◆ Exercise directions:
Please reproduce the data verbatim from its first line through the line containing "positive clicks: (164, 1017)", including both of those lines.

[Stored data entries]
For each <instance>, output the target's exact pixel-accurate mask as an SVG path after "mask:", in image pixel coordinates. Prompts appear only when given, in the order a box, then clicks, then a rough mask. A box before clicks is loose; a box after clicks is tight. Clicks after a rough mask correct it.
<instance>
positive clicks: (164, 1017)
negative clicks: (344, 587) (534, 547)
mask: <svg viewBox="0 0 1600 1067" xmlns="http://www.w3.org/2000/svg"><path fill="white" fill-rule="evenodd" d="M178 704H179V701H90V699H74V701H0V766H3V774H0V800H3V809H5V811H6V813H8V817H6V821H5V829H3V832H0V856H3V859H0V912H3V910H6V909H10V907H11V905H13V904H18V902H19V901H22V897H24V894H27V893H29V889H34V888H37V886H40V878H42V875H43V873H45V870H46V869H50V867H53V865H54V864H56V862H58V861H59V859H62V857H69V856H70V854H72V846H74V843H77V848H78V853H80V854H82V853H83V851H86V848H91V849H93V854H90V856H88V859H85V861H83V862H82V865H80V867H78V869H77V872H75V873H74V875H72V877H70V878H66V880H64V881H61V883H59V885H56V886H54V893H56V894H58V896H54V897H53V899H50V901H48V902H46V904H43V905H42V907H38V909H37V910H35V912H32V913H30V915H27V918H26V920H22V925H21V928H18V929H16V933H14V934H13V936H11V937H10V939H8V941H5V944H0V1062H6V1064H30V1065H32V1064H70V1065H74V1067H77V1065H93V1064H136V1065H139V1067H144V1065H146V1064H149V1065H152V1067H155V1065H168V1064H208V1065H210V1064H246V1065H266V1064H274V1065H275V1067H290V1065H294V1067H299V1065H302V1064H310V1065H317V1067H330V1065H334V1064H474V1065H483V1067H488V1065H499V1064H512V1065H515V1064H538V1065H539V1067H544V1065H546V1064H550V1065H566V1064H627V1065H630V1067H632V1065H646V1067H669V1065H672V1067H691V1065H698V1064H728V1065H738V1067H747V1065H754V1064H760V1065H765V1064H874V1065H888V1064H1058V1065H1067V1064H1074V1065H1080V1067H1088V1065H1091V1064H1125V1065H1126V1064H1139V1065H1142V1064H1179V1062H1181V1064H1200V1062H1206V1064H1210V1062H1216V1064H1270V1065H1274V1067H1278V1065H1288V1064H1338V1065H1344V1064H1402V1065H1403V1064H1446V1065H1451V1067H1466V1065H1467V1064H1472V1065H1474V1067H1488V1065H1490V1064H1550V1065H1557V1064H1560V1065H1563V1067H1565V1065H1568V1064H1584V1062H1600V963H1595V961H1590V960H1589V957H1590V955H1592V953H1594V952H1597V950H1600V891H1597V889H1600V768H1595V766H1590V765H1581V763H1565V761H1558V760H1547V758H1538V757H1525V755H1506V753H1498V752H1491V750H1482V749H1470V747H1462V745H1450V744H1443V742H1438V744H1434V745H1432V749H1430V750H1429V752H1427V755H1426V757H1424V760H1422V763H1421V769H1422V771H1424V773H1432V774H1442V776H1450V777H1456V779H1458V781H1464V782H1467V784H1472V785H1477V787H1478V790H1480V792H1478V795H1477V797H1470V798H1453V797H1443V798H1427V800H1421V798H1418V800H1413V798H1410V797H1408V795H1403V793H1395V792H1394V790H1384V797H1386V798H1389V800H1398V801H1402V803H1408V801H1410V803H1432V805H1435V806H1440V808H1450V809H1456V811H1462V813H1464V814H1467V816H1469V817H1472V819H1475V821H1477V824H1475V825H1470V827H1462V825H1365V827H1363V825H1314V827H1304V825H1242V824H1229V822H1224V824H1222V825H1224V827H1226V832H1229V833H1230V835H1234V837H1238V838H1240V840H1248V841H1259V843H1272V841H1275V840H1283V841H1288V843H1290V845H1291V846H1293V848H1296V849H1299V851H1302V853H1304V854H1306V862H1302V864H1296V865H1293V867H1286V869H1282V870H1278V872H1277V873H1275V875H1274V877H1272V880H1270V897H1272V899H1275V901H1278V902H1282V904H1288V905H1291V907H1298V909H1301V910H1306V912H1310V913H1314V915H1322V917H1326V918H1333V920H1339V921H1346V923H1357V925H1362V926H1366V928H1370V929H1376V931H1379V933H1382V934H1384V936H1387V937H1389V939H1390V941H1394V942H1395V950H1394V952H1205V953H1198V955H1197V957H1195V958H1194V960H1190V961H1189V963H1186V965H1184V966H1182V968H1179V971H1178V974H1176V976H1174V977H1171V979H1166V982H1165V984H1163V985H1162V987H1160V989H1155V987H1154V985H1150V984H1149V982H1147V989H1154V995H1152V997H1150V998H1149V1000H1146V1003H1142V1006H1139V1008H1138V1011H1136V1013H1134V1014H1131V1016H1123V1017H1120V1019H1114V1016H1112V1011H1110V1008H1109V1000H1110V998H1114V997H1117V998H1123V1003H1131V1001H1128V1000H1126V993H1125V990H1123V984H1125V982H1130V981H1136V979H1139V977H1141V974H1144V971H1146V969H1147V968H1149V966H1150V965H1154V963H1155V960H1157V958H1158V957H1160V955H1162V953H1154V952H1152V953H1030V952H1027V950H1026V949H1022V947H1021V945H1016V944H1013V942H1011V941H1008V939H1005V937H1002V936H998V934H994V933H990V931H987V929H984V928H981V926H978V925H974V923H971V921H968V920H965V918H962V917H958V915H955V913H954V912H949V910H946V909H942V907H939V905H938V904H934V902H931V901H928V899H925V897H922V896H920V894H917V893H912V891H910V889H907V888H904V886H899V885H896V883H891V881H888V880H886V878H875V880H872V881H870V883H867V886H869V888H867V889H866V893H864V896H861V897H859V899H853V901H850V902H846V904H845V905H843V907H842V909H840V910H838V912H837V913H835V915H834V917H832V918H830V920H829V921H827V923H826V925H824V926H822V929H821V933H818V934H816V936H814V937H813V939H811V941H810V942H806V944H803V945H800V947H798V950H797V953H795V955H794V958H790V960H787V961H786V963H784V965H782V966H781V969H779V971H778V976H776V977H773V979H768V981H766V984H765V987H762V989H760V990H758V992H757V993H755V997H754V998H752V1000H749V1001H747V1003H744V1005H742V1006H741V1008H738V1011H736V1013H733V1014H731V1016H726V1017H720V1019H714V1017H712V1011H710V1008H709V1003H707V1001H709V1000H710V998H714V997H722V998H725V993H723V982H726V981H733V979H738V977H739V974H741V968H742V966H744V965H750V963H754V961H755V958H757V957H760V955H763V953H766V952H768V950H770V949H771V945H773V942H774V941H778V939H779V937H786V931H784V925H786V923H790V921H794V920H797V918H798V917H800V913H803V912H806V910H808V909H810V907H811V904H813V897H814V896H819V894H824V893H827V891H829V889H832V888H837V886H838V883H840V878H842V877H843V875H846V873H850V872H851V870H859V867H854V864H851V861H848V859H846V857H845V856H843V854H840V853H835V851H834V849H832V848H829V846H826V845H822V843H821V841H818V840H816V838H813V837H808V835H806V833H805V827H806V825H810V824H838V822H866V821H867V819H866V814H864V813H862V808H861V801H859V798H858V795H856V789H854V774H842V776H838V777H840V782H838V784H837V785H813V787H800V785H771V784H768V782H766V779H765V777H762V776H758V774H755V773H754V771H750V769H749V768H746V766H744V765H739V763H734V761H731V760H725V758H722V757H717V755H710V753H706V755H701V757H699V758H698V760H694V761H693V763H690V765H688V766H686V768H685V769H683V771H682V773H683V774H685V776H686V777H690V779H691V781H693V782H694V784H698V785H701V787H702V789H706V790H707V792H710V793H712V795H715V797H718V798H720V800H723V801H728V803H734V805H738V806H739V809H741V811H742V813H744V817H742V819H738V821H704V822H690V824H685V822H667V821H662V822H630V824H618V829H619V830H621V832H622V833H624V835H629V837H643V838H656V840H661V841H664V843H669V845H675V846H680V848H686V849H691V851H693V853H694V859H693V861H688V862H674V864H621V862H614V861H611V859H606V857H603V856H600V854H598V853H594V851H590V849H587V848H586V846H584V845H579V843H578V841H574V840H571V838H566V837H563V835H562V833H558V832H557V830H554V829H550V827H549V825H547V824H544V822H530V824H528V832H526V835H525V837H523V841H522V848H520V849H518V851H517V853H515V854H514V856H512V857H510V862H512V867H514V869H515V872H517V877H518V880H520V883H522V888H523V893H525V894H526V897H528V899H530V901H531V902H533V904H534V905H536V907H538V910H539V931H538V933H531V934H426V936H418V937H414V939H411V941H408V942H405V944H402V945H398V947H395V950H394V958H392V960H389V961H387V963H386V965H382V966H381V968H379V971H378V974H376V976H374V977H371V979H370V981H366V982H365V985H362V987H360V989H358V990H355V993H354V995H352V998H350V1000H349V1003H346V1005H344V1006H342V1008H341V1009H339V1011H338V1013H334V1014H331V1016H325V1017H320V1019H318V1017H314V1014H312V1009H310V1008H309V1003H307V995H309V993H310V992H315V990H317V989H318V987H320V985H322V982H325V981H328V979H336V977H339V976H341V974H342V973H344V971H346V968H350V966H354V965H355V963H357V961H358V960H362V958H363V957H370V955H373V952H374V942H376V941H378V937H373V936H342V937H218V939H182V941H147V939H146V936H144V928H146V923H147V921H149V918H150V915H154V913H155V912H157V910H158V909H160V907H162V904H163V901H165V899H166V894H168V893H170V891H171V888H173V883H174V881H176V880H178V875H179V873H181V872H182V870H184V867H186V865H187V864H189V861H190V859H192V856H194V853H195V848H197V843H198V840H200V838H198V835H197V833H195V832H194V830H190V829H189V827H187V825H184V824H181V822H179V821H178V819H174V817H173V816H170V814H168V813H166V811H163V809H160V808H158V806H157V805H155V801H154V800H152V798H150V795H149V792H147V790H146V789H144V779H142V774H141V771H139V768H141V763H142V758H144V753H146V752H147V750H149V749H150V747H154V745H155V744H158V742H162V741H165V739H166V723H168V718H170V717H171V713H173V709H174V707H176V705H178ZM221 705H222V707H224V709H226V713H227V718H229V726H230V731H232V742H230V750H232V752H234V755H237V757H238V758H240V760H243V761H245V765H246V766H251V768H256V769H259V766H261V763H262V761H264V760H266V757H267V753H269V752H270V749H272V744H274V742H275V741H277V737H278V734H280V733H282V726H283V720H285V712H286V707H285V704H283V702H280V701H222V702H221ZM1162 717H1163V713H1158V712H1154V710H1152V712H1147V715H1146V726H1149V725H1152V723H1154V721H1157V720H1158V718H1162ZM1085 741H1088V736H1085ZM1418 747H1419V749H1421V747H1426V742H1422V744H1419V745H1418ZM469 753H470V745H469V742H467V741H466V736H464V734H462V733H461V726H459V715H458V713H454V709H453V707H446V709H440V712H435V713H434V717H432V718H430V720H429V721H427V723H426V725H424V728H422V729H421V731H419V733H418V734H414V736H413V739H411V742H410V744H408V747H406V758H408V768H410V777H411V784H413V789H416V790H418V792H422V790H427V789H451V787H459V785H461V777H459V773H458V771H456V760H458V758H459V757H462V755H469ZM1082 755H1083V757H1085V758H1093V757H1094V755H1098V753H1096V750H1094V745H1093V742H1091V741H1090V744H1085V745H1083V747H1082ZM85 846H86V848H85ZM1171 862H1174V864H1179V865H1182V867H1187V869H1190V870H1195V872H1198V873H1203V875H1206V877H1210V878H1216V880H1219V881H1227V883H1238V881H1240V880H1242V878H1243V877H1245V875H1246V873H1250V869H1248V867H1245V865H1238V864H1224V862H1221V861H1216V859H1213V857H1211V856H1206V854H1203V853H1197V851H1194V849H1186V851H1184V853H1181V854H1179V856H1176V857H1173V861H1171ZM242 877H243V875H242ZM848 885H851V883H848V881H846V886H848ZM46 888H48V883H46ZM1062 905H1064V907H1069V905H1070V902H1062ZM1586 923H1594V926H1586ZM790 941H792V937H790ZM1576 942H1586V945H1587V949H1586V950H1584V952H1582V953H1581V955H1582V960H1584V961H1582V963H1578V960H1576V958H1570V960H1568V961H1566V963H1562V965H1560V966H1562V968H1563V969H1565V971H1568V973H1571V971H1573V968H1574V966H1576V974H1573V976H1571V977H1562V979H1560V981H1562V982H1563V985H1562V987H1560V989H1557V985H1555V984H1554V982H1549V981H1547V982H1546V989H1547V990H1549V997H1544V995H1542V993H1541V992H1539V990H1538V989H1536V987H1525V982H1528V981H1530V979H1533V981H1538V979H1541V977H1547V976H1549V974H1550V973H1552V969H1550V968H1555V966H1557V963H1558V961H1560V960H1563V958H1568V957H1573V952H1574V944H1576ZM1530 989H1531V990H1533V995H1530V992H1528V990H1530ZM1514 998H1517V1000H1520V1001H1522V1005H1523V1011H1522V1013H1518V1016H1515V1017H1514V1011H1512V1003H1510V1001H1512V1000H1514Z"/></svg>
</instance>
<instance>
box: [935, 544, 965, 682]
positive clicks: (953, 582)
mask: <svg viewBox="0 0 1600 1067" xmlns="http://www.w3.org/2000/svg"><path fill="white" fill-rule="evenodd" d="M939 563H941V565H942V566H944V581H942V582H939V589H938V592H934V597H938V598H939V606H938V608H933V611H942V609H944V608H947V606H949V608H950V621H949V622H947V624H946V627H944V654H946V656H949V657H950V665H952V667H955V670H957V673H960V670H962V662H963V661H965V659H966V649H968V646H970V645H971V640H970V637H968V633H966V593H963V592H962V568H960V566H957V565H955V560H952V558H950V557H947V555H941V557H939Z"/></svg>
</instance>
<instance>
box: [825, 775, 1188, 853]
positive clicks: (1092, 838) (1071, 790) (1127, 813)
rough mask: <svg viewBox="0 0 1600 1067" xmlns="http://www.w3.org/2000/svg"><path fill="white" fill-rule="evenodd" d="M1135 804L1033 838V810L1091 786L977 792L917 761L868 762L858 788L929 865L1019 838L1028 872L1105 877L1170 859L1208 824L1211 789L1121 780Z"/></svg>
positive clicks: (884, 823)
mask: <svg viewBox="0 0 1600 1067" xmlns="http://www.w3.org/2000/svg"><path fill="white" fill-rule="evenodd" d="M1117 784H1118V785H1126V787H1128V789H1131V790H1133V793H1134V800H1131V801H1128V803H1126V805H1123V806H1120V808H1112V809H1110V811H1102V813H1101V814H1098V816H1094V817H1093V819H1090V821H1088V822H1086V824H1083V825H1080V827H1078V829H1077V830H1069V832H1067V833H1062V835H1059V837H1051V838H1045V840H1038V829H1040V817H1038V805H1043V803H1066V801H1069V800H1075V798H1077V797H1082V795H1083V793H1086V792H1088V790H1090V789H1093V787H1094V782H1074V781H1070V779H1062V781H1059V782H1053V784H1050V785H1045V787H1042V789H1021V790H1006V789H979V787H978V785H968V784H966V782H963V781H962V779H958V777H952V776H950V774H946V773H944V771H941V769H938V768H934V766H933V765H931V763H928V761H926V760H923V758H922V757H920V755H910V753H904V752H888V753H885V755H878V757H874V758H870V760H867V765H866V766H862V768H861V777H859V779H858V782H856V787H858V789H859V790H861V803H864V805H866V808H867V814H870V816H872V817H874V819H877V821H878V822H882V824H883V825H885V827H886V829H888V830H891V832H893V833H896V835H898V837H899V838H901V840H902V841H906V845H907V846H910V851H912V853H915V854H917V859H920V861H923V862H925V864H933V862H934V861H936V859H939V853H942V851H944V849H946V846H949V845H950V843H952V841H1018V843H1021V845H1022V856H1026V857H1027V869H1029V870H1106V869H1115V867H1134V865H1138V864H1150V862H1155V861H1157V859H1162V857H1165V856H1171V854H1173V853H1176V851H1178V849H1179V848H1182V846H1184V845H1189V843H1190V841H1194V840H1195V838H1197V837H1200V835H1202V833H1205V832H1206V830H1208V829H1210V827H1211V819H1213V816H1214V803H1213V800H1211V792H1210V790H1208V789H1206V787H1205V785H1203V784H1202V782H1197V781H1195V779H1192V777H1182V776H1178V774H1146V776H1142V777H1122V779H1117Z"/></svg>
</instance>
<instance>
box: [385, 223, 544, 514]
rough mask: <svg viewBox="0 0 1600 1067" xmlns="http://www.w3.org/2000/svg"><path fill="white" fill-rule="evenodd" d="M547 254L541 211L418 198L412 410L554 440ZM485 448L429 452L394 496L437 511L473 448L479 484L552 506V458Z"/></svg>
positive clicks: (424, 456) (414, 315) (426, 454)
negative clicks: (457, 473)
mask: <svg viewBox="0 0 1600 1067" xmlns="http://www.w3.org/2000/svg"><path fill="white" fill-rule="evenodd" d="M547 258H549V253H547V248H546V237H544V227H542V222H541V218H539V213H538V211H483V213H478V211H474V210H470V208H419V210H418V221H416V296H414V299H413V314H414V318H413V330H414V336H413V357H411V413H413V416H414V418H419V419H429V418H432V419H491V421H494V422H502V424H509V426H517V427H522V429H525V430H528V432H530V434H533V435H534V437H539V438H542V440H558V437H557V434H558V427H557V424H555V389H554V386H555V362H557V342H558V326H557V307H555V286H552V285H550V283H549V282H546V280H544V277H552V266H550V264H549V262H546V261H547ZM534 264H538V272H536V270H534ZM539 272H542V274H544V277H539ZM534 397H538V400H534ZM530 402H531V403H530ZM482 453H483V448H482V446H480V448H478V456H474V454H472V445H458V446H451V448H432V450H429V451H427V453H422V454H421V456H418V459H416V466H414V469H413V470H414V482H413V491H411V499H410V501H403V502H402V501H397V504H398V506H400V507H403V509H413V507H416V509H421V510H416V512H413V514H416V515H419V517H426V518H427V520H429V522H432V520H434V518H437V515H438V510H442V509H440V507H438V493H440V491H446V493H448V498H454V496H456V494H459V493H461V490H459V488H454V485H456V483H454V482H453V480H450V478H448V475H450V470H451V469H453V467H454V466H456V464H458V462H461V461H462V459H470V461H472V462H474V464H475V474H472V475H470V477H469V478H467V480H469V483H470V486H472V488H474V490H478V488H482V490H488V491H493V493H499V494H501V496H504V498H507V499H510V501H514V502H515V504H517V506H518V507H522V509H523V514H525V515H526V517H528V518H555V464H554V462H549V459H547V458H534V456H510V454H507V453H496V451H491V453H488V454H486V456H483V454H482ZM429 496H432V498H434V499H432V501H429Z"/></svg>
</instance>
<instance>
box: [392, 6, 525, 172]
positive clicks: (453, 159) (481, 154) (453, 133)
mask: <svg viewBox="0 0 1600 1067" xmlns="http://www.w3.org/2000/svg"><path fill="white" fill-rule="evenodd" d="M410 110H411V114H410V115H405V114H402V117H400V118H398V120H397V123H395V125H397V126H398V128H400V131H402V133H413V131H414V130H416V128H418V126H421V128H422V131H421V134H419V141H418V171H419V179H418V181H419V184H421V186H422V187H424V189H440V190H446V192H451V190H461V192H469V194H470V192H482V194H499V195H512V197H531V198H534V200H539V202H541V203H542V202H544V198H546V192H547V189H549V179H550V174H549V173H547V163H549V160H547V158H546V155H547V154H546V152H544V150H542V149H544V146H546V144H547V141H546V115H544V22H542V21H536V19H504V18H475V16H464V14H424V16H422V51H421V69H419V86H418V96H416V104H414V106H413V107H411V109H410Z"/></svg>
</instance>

◆ Answer below:
For each <instance>, output the target's exact pixel-accurate mask as an SVG path after "mask:", in image pixel coordinates. Prompts appear only when given, in the order a box, then clicks, then a rough mask. A box before clicks is loose; a box after clicks is tight. Clicks after a rough mask correct it.
<instance>
positive clicks: (164, 1017)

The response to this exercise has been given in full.